EXERCISE OBJECTIVE =
Pull out every line of the items below that contains the word "sweater", and copy each one in full. Case counts.

GIVEN RECORDS =
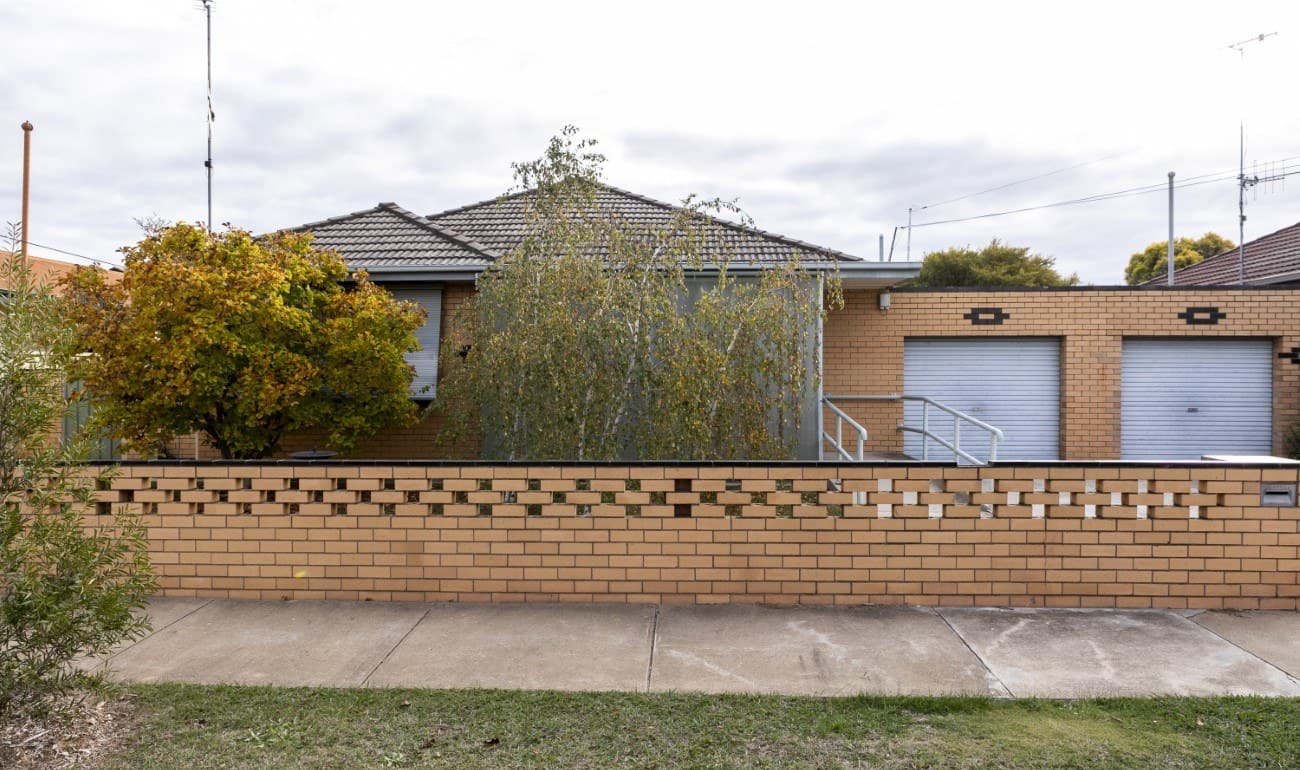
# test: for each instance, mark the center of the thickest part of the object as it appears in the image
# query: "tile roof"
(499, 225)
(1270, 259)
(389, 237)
--
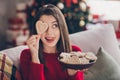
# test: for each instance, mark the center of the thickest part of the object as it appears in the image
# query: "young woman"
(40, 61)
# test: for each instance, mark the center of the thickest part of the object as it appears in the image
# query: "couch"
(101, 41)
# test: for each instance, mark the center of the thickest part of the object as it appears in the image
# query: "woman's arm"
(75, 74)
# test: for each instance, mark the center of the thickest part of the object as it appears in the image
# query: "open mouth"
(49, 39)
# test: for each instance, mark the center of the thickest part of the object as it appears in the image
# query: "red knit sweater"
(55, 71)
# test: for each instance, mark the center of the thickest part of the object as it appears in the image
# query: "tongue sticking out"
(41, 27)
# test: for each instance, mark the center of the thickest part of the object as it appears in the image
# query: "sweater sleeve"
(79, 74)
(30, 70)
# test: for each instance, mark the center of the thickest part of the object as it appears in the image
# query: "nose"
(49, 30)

THE OUTPUT =
# query: "red knit sweater"
# query: "sweater sleeve"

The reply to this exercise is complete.